EXERCISE GOAL:
If an entry holds a picture, leave that picture out. Give everything else again exactly.

PROVIDED DATA:
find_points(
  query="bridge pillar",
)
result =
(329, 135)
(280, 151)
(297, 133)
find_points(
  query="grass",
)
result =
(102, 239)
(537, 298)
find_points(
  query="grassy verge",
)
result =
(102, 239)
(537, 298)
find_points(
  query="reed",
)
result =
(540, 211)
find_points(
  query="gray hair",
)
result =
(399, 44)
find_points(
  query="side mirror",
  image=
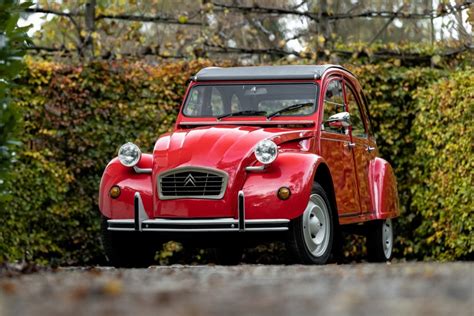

ANSWER AREA:
find_points(
  query="bridge pillar",
)
result =
(329, 135)
(280, 151)
(297, 133)
find_points(
  query="grass",
)
result =
(102, 239)
(537, 298)
find_points(
  query="grassy verge",
)
result =
(102, 239)
(537, 298)
find_points(
  query="reed",
)
result =
(540, 211)
find_points(
  query="gray hair",
)
result =
(399, 44)
find_points(
  query="side mirror",
  image=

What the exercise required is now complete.